▶ [Brief 1] Count the lines in the records that contain the string "slate", and give only the number.

Assessments can also help us discover employees who have disengaged from their work and are at risk for leaving the company. The Predictive Index, for example, readily explores four areas of common disengagement:
- Disengagement driven from misalignment, or discord, with our leader
- Disengagement driven from our misalignment to our role
- Disengagement driven from misalignment to our team
- Disengagement driven from our misalignment to the culture of our organization
In each instance, the idea is that individuals become intellectually and/or emotionally disconnected from their work, either failing to connect with their boss, their role, their team or even the company itself. Not feeling like you “fit in” in any of these ways is a sure-fire way to disengage you and have you looking for the door.
But these are also excellent guideposts for you to use with employees to ensure they are not becoming disengaged. Meeting with them regularly to reinforce your commitment to their success and to develop their potential helps to offset these issues and provide assurance, when it’s most needed, that they are valued and have a future with the organization. These areas of potential disengagement can be excellent subjects to explore in regular coaching conversations. And their converse—areas of engagement—are a roadmap to creating maximum alignment and maximum performance from employees.

Two guys that knew a little something about pressure…
These are stressful times and they’re not likely to become less stressful any time soon. Learning to handle our stress is essential and starts with an honest assessment of how we react to stress itself. What adaptations does it put into motion? What is our stress tolerance and our capacity to maintain function over prolonged periods of stress? Greater understanding of our stress tolerance makes us a healthier and more effective leader—one capable of helping his or her employees to similarly acknowledge and combat workplace stress. Spending time understanding and developing a strategy for stress—both for you and your team—will ensure everyone continues to function at their best and will set your company up to succeed when others have lost focus or succumbed to the pressure.

▶ [Brief 2]
Answer these questions from the text on employee disengagement and stress:
(a) How many areas of common disengagement does the Predictive Index explore?
(b) What can be excellent subjects to explore in regular coaching conversations?
(c) What does learning to handle stress start with?

▶ [Dataset entries]
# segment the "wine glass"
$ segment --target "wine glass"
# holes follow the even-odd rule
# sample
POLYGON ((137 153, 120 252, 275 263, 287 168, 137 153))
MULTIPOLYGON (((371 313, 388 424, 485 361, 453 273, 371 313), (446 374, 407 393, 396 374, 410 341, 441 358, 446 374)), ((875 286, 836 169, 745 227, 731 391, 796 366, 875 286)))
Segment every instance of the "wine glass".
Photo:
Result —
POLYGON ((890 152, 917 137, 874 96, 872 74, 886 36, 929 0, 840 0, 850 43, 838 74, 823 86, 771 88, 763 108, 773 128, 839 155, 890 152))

---

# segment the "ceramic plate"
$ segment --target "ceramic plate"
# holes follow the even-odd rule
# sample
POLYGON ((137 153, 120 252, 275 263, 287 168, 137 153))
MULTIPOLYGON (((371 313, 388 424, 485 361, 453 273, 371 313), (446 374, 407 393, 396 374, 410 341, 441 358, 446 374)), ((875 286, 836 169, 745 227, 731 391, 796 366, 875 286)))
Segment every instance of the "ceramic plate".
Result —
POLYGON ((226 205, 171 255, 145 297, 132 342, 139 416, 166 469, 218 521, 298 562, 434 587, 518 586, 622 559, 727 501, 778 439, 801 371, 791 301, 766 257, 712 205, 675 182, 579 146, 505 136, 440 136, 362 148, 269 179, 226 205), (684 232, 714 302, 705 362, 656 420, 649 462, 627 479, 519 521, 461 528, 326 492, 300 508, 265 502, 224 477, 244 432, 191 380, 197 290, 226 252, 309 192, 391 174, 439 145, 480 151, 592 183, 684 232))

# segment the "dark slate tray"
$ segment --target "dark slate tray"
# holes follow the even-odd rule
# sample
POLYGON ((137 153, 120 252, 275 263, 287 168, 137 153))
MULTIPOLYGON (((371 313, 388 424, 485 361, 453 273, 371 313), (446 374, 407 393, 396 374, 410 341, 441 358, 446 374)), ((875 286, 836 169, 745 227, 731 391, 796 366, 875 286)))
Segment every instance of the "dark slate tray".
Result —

▶ [Correct answer 1] 3

▶ [Correct answer 2]
(a) Four
(b) The areas of potential disengagement
(c) An honest assessment of how we react to stress itself